* **DATASET**:
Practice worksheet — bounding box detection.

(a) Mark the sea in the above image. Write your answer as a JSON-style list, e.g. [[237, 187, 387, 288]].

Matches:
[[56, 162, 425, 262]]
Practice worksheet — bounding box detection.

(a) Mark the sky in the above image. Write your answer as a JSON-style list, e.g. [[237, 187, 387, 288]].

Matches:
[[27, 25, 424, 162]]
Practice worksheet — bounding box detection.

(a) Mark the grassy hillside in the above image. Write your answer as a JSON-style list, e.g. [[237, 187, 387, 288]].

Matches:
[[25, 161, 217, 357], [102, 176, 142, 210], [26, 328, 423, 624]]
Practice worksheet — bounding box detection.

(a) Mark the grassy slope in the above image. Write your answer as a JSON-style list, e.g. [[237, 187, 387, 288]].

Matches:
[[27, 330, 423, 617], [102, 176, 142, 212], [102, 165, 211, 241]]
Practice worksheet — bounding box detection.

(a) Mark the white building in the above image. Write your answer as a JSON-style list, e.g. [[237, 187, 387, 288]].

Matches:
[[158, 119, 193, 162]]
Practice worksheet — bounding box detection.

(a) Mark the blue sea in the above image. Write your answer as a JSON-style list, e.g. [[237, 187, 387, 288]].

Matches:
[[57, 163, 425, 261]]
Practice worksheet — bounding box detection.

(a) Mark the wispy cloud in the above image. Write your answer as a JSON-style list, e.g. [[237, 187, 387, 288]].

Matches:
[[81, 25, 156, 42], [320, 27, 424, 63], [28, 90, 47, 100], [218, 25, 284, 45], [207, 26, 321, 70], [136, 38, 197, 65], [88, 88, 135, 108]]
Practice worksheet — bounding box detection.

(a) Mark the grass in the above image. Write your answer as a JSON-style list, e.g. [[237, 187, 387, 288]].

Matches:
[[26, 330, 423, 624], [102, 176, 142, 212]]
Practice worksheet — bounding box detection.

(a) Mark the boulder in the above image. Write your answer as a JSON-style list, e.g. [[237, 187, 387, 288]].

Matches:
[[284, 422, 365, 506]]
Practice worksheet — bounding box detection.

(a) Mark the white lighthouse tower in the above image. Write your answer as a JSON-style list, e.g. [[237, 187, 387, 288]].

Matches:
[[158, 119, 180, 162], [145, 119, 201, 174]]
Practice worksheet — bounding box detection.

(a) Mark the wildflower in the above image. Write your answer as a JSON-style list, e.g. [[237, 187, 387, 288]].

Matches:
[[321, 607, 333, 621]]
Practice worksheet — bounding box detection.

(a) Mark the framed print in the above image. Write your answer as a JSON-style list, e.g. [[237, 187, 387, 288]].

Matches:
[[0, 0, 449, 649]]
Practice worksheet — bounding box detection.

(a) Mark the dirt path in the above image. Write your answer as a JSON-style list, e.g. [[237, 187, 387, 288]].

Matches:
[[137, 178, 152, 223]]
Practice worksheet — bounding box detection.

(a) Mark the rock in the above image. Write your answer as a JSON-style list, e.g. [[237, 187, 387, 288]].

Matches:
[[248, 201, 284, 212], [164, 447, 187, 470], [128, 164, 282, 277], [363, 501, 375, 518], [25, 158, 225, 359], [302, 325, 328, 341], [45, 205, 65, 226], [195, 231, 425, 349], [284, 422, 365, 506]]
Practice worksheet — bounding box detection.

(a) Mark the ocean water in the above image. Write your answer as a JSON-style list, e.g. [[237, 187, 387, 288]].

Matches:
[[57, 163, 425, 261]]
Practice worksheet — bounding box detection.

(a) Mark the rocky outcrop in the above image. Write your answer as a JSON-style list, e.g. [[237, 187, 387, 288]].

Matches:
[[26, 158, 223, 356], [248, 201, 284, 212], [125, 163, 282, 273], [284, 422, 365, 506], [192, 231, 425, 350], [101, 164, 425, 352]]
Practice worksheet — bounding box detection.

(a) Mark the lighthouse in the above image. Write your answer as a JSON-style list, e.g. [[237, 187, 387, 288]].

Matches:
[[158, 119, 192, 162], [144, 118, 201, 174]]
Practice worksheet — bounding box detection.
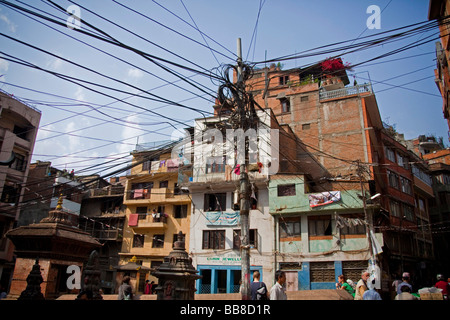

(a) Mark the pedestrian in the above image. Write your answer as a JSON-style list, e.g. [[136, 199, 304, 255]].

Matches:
[[250, 271, 268, 300], [355, 271, 370, 300], [434, 274, 450, 300], [363, 279, 381, 300], [117, 276, 133, 300], [270, 270, 287, 300], [336, 274, 355, 298], [395, 286, 419, 300], [397, 272, 412, 294]]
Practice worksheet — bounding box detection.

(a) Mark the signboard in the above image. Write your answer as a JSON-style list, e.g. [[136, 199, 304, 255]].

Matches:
[[308, 191, 341, 208]]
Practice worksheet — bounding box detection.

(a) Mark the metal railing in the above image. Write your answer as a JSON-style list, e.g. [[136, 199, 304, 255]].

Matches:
[[319, 83, 373, 101]]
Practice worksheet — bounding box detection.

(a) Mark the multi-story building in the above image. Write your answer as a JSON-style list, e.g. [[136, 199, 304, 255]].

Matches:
[[189, 109, 296, 293], [117, 147, 191, 292], [237, 58, 387, 290], [0, 91, 41, 288], [234, 58, 432, 295], [424, 148, 450, 274], [428, 0, 450, 139]]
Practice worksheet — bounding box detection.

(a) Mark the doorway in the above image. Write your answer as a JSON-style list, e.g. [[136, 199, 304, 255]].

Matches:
[[285, 271, 298, 291]]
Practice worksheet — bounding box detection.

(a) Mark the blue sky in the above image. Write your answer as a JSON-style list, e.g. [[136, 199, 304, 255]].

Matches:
[[0, 0, 448, 173]]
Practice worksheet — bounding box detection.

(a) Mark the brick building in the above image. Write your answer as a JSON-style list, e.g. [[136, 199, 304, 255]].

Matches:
[[236, 58, 432, 295]]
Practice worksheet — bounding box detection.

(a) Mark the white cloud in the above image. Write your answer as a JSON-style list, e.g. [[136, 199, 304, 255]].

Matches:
[[127, 68, 144, 79], [47, 58, 63, 71], [117, 114, 144, 153], [0, 59, 9, 72]]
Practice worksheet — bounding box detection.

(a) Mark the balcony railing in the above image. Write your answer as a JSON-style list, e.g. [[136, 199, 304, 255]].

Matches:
[[319, 83, 373, 101]]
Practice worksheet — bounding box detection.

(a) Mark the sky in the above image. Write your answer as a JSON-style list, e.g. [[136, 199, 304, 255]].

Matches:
[[0, 0, 448, 175]]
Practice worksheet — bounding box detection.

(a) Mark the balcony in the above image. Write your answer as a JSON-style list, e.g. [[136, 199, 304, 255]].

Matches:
[[88, 186, 125, 198], [129, 214, 167, 230], [319, 83, 373, 101], [126, 188, 189, 204]]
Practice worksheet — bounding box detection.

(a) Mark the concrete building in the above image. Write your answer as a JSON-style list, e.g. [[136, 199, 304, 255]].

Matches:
[[428, 0, 450, 139], [116, 147, 191, 293], [189, 109, 295, 294], [0, 91, 41, 288], [79, 183, 126, 294]]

* **WHAT IS BEING ASKED**:
Recast every line of the entries above as a single numbered list, omitting blank lines and leaving out the pictures.

* **OUTPUT FOR THIS TASK**:
1. Practice worksheet — bounding box detection.
2. (a) Mark the sea in the above image. Write your answer as a JSON-style list, e.g. [[237, 187, 387, 288]].
3. Matches:
4. [[56, 162, 425, 262]]
5. Practice worksheet — bounding box detection.
6. (a) Mark the sky in the above image. Write your answer as a JSON-style list, e.g. [[237, 187, 387, 288]].
7. Matches:
8. [[27, 25, 424, 162]]
9. Practice worksheet — bounding box detection.
10. (a) Mark the grassy hillside in the above image. Write your answer as a JSON-style list, e.g. [[237, 187, 387, 288]].
11. Matches:
12. [[25, 161, 217, 357], [102, 176, 142, 210], [26, 328, 423, 624]]
13. Practice worksheet — bounding box detection.
14. (a) Mark the grassy slope in the above image. Write your answer as a JSON-style list, e.g. [[237, 187, 387, 288]].
15. Matches:
16. [[27, 330, 423, 617], [102, 176, 142, 212], [102, 165, 211, 241]]
17. Practice worksheet — bounding box detection.
18. (a) Mark the white building in the above image. Write your answer as a JSON-style list, e.g. [[237, 187, 387, 288]].
19. Matches:
20. [[158, 119, 193, 162]]
21. Practice worksheet — bounding box detection.
22. (a) Mark the blue sea in the above image. Write your answer as a JSON-style list, e.g. [[237, 187, 387, 288]].
23. Matches:
24. [[57, 163, 425, 261]]
25. Practice worksheet — bounding box detection.
26. (a) Mark the wispy cloud in the above image. Write your answer as a JSON-style list, e.g. [[237, 187, 387, 288]].
27. Matches:
28. [[81, 25, 156, 42], [320, 27, 424, 63], [28, 90, 47, 100], [218, 25, 284, 45], [207, 26, 321, 70], [136, 38, 197, 65], [88, 88, 135, 108]]
29. Practice worksheet — bounding box detection.
30. (a) Mark the grass in the above image. Write your answer as a JSON-style list, e.g. [[237, 187, 387, 288]].
31. Matches:
32. [[26, 330, 423, 624], [102, 176, 142, 212]]
33. Practice worksheet — bounding box detection.
34. (a) Mark the boulder in the above image. Write your answer as a JSON-style list, e.g. [[237, 187, 387, 288]].
35. Matches:
36. [[284, 422, 365, 506]]
37. Practice worksheet — bounding box detection.
38. (a) Mark the white lighthouse tower in the above image. Write your answer as a JSON-style list, e.g. [[237, 187, 387, 288]].
39. Matches:
40. [[158, 119, 180, 162], [145, 119, 201, 174]]
41. Practice worksheet — bounding box detection.
42. (a) Mark the wildflower in the above image. Write your answer as a JSON-style list, e.g. [[237, 187, 387, 288]].
43. Matches:
44. [[321, 607, 333, 621]]
45. Practice worksheet — bounding box detection.
46. (a) Mark the framed print in the above image. Write your answer as a JSON-style list, e.g. [[237, 187, 387, 288]].
47. Matches:
48. [[0, 0, 449, 649]]
49. Practice worksheet — bounding box detection.
50. (a) Mark the dirt path in the above image. Write your answer as a JSON-style list, e.g. [[237, 187, 387, 288]].
51. Matches:
52. [[137, 178, 152, 223]]
53. Practice worksheet — bounding box detection.
54. (a) Mark the rock in the above image. Write your answer as a JSON-style list, e.g. [[237, 187, 387, 288]].
55. Matches:
56. [[248, 201, 284, 212], [164, 447, 187, 470], [128, 164, 282, 277], [363, 501, 375, 518], [25, 158, 225, 359], [302, 325, 328, 341], [45, 205, 65, 226], [195, 231, 425, 349], [284, 422, 365, 506]]
57. Practice worksheet — bounding box detection.
58. (a) Mark the ocean water in the above image. Write your answer as a JSON-style list, e.g. [[237, 187, 387, 288]].
59. Matches:
60. [[57, 163, 425, 261]]
61. Practice worksheet — bounding box detection.
62. (a) Mark the rocky outcrop in the above image. Write your answer as a JSON-style list, e.g. [[237, 187, 387, 288]].
63. Matches:
64. [[26, 158, 223, 356], [248, 201, 284, 212], [125, 163, 282, 273], [284, 422, 365, 506], [192, 231, 425, 350], [101, 164, 425, 352]]
65. Practice worksheet — bounding box detection.
66. (a) Mark the lighthouse in the above image. Write your answer as a JSON-style list, e.g. [[237, 187, 387, 288]].
67. Matches:
68. [[158, 119, 192, 162], [144, 118, 201, 174]]
69. Practice worksheet — bounding box detection.
70. (a) Mark the pedestrian in the above image. Write your answer as a JSON-style list, e.g. [[136, 199, 304, 255]].
71. Matches:
72. [[250, 271, 268, 300], [355, 271, 370, 300], [434, 274, 450, 300], [363, 279, 381, 300], [117, 276, 133, 300], [270, 270, 287, 300], [336, 274, 355, 298], [395, 286, 419, 300], [397, 272, 412, 294]]
73. Practice worksheet — bounding box detection.
74. (a) Mark the signboard in the above image. Write your answer as a JSON-style list, e.g. [[136, 199, 304, 255]].
75. Matches:
76. [[308, 191, 341, 208]]
77. Practice worksheet — bounding box detection.
78. (a) Mark the metal railing in the above image. Write your answer as a JSON-style list, e.g. [[136, 199, 304, 255]].
79. Matches:
80. [[319, 83, 373, 101]]
81. Practice worksheet — bounding box detection.
82. (a) Mark the multi-story building in the above image. Write your answer as a JSON-style list, e.g. [[136, 199, 304, 255]].
83. Matches:
84. [[189, 109, 296, 293], [117, 147, 191, 292], [237, 58, 387, 290], [0, 91, 41, 288], [234, 58, 432, 295], [424, 148, 450, 274], [428, 0, 450, 139]]
85. Practice worksheet — bounding box detection.
86. (a) Mark the doorway in the above image. Write your answer as a JSON-style list, e.g. [[136, 199, 304, 255]].
87. Matches:
88. [[285, 271, 298, 291]]
89. Practice worksheet — bounding box detection.
90. (a) Mark the blue sky in the above image. Write your answer as a JSON-style list, e.g. [[136, 199, 304, 255]].
91. Matches:
92. [[0, 0, 448, 173]]
93. Practice worksheet — bounding box detection.
94. (a) Mark the brick building in the above image. Write your answer as a JSON-style list, e.g. [[136, 199, 304, 255]].
95. Matches:
96. [[236, 58, 432, 295]]
97. Practice worksheet — bounding box detection.
98. (a) Mark the white cloud in the above image. Write your answer as a JSON-style list, e.g. [[136, 199, 304, 255]].
99. Matches:
100. [[127, 68, 144, 79], [47, 58, 63, 71], [117, 114, 144, 153], [0, 59, 9, 72]]
101. Practice worksheet — bounding box detection.
102. (a) Mark the balcony railing in the above image. Write your answer as a JSON-style list, e.g. [[136, 199, 304, 255]].
103. Matches:
104. [[319, 83, 373, 101]]
105. Practice worksheet — bounding box detection.
106. (a) Mark the sky in the above image. Write your answer as a JSON-style list, e.g. [[136, 199, 304, 255]].
107. Matches:
108. [[0, 0, 448, 175]]
109. Practice worksheet — bounding box detection.
110. (a) Mark the balcony in the above image. Write your answer as a JSON-style list, e.g. [[136, 199, 304, 255]].
111. Matches:
112. [[88, 186, 125, 198], [129, 214, 167, 230], [319, 83, 373, 101], [126, 188, 189, 204]]
113. Practice worksheet — bounding box detection.
114. (a) Mark the concrete building in the above image. Write your answer as a JSON-style list, e.g. [[136, 199, 304, 255]].
115. Matches:
116. [[428, 0, 450, 139], [116, 147, 191, 293], [189, 109, 295, 294], [0, 91, 41, 288], [79, 183, 126, 294]]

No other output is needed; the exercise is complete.